REQUIRED TASK: Go through the listing below and substitute "occurrence" for every "instance", keeping everything else the same. Leave the pictures out of your answer.

____________________

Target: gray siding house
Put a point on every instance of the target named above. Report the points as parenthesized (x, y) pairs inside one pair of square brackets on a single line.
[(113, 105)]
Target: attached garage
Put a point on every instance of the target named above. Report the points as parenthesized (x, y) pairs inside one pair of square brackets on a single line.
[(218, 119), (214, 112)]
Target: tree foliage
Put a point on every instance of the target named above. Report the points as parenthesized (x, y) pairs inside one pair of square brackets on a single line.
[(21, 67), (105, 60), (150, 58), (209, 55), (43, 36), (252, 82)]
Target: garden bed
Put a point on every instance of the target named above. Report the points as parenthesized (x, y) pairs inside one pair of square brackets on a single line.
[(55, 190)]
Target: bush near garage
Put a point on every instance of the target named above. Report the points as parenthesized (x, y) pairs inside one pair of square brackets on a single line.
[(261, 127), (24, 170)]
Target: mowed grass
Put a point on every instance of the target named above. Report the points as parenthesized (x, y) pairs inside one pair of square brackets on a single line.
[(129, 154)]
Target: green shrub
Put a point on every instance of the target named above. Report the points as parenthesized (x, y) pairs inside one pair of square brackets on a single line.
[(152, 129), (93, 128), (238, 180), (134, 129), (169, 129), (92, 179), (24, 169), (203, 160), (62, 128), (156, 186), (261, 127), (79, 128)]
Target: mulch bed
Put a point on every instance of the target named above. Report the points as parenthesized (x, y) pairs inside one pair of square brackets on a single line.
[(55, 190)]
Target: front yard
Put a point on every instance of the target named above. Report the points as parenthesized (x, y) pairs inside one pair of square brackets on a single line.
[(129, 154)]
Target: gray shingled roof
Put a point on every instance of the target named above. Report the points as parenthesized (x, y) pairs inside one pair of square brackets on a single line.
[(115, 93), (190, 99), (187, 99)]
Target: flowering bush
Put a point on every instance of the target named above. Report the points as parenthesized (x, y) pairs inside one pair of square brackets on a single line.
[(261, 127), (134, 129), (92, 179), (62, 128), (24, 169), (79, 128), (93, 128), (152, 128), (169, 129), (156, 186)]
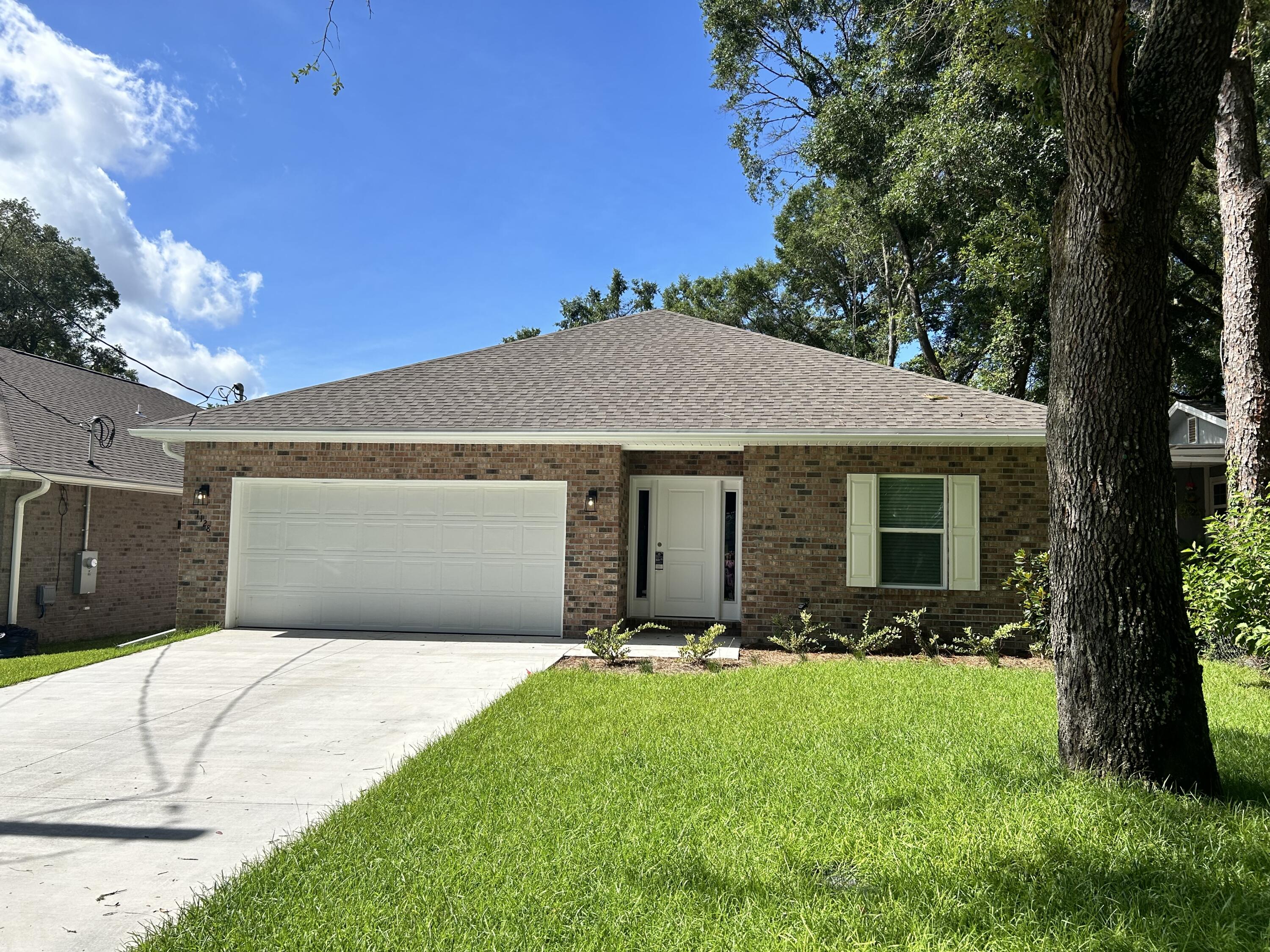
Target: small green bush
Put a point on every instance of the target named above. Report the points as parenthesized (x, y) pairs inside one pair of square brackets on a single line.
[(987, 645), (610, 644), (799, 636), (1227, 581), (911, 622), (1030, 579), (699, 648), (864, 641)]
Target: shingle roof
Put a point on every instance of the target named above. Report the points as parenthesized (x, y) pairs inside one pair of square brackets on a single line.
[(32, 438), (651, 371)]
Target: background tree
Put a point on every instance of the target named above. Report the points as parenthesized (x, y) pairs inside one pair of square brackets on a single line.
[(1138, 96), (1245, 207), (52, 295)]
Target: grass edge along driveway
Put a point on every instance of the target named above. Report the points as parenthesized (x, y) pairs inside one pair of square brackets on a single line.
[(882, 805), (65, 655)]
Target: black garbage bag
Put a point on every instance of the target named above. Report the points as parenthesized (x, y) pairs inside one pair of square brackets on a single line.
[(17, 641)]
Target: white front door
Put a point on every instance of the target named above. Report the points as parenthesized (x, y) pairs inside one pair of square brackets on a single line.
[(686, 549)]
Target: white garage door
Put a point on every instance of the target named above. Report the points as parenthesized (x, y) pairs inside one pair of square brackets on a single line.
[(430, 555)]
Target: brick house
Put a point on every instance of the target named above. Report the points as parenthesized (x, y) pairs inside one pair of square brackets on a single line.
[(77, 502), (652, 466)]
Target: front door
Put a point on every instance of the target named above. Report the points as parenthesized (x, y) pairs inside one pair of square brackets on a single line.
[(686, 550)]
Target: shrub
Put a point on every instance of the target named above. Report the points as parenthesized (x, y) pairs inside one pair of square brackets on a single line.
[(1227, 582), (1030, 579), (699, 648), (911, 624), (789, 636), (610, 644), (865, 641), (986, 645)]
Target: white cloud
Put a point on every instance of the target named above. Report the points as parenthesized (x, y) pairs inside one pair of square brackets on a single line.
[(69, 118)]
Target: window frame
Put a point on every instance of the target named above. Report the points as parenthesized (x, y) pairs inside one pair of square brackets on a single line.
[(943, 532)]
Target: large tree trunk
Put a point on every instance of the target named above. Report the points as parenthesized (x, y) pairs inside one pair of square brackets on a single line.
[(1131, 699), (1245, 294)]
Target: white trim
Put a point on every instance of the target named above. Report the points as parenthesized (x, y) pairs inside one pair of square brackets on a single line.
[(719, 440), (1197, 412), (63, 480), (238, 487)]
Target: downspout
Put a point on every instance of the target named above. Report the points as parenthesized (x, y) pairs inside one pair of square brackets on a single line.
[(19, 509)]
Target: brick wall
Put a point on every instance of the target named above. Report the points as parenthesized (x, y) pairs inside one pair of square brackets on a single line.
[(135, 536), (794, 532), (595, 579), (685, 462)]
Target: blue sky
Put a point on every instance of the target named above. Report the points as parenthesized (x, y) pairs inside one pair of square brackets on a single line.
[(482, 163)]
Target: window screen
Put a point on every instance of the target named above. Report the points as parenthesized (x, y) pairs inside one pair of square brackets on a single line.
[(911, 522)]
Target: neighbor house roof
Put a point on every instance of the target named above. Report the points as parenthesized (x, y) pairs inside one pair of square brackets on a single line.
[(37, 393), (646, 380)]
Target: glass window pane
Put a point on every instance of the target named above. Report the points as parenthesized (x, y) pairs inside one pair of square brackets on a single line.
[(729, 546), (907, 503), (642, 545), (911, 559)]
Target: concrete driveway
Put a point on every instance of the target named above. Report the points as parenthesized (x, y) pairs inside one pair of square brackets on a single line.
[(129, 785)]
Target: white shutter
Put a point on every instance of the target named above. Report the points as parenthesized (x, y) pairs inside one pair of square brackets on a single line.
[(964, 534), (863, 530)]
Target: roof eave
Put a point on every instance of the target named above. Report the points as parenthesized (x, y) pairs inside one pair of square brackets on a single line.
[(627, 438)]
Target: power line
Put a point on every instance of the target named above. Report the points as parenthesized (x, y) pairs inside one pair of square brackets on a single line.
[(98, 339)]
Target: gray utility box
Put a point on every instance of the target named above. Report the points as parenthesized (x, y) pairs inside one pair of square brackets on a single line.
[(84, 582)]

____________________

FINAL RESULT:
Target: gray siding house
Put a point on every occurrence of the target named above. Report the points as parenthesized (x, y) pairs inside one pair of square brackets on a single line.
[(113, 105)]
Target: attached garage
Put a point on every occurrence of the target named above. Report the points as parenthesized (x, y) pairs inside one pair of square brackets on a single line.
[(218, 119), (214, 112)]
Target: tree foliage
Put a point on every occurrence of the target named above. Report the points as parenthesized (x, y) pairs inside one pair of square brackets on a single line.
[(21, 67), (105, 60), (150, 58), (209, 55), (43, 36), (252, 82)]
Target: garden bed
Put a point on every occurrence of the target named above. Report the points as parenthesized (x, y) pairs inside one pair of square brackets on a single line.
[(55, 190)]
Target: bush near garage
Put a point on every occurrence of the target named above. Report the points as parenthesized (x, y) pairs inside one pair of square brackets on a single line.
[(261, 127), (24, 170)]
Target: mowed grass
Put a point on every occurrence of the target named above. Report the points as parenthesized (x, y) pairs inside one pair of square brackets on a single line.
[(129, 154)]
Target: green shrub
Put a point on every occurrence of the target named above. Report the points as parenthesized (x, y) pairs inside one pair of square brackets on a single line.
[(152, 129), (93, 128), (238, 180), (134, 129), (169, 129), (92, 179), (24, 169), (203, 160), (62, 128), (156, 186), (261, 127), (79, 128)]
Target: mulch bed
Put a point on every occurrence of the target named above. Report the points as parenthesized (x, y) pairs inside one pair of square brackets on a single line.
[(55, 190)]
Target: front yard
Put a point on every occurrence of the target named above. Report the points as parenthesized (x, y) pairs inside one pair of square brackets on a single line.
[(129, 154)]
Target: gray shingled roof
Put a point on every occurrence of the target named above. Report the points as parenthesized (x, y) pairs inside one pair of square brackets on a single line.
[(115, 93), (190, 99), (187, 99)]
Target: flowering bush
Put a point on every occurrence of the target named above. Report the points as parenthesized (x, y) pairs inside one pair of square brackets on a single line.
[(261, 127), (134, 129), (92, 179), (62, 128), (24, 169), (79, 128), (93, 128), (152, 128), (169, 129), (156, 186)]
Target: small green bush
Put a point on every occurrence of the target named above. Report the points as parenthesized (x, y) pairs inside one pair of square brackets on a single line.
[(987, 645), (610, 644), (799, 636), (1227, 581), (911, 622), (1030, 579), (699, 648), (864, 641)]
Target: shingle roof
Put a point on every occurrence of the target named above. Report the points as parenthesized (x, y) pairs inside one pair of square brackets on a single line.
[(32, 438), (651, 371)]
Target: background tree
Put a point on every occurrence of the target named above. Report the points as parenthesized (x, y) pairs inside one pair of square brackets on a single line.
[(1138, 96), (1245, 207), (52, 295)]
Target: grass edge along driveway
Put a point on every occurrence of the target named above. Report the points as parenthesized (x, y) pairs inside one pair of square brackets on a single line.
[(882, 805), (65, 655)]
Target: black garbage bag
Put a point on every occurrence of the target named above. Report the points as parenthesized (x, y) pairs inside one pair of square brackets on a single line.
[(17, 641)]
Target: white front door
Put a point on every occurrence of the target named above. Report the points as parenthesized (x, y) pairs inside one pair of square brackets on a single line.
[(686, 549)]
Target: white garage door
Put a point on every occurrence of the target named above. Report the points as parenthesized (x, y) pairs inside one pair of square brackets on a single line.
[(430, 555)]
Target: brick house
Put a point on every occurrence of the target named above. Report the points as parenthesized (x, y) pairs inside one pair of square brackets on a single line.
[(77, 502), (652, 466)]
Target: front door
Put a point on every occurrence of the target named above. Report the points as parenthesized (x, y) pairs inside one pair of square brackets on a single line.
[(686, 550)]
Target: shrub
Put a point on every occurrence of the target named above. Report the points as parenthesized (x, y) pairs inside one pair of square brackets on a single line.
[(1227, 582), (1030, 579), (699, 648), (911, 624), (789, 636), (610, 644), (865, 641), (986, 645)]
Target: white cloud
Put a point on every occurrence of the target named above. Report the points as parenthesized (x, y) pairs inside one pair of square brackets on a single line.
[(69, 118)]
Target: window frame
Put a point on every occurrence of the target named above. Report the points as parenthesized (x, y) pairs inside one pair of square brackets on a single line.
[(943, 532)]
Target: large tree trunk
Put a point on every occurrence of the target named above. Report the points as parenthesized (x, y) pairs inside one pair of square brackets on a single line.
[(1131, 699), (1245, 294)]
Target: white trim
Put a point on every occurrence of the target named above. Report the points as parenthesized (x, y) pairs inside one pair of square brackets on a single line.
[(719, 440), (1197, 412), (63, 480), (238, 487)]
Target: downspout
Put a point on every occurrence of the target named above. Report the points as parenthesized (x, y) pairs inside one pair of square brackets on a single line.
[(19, 509)]
Target: brick wall
Put a point on every occurrence of the target named above. Report the points as parenthesized (x, y) pairs inside one pair of square brackets on a single line.
[(135, 536), (794, 532), (595, 579), (685, 462)]
Target: blue sky
Put a point on every occurrence of the target named above. Report the points as parenthesized (x, y) pairs inside one pair of square brackets on a single line.
[(482, 163)]
Target: window screen
Put a point on every occurrence of the target named above. Report the points as parenthesized (x, y) pairs inside one pair of square brackets on a single line.
[(911, 522)]
Target: neighbor house roof
Put a point on every occurrence of the target named above. Report the points as parenthesized (x, y) pairs inside one pair of square brackets on a single line.
[(37, 393), (646, 380)]
Target: glass window pane
Put a point on every occurrence of the target named above. Report the points as parenthesized (x, y) pairs inside one pair of square brackets on a single line.
[(729, 546), (907, 503), (642, 545), (911, 559)]
Target: concrete driveway
Put a point on every occurrence of the target named above. Report the points as parenthesized (x, y) pairs inside one pair of square brackets on a single line.
[(129, 785)]
Target: white shutter
Put a point on every occurrence of the target named above. Report the points as parenthesized (x, y) pairs inside one pair of square brackets on a single line.
[(964, 534), (863, 530)]
Target: roof eave
Put a point on every occurrence of the target named above. Report the points as parenthesized (x, y) pairs inside one pair of square brackets on a single line.
[(627, 438)]
Target: power line
Put a point on every occurrence of the target named above. Report the points as parenthesized (x, y) pairs inside one pair of square brackets on a single line.
[(98, 339)]
Target: gray utility box
Put a point on every occurrence of the target named above. Report the points as parenthesized (x, y) pairs inside one pair of square brackets on a single line.
[(84, 582)]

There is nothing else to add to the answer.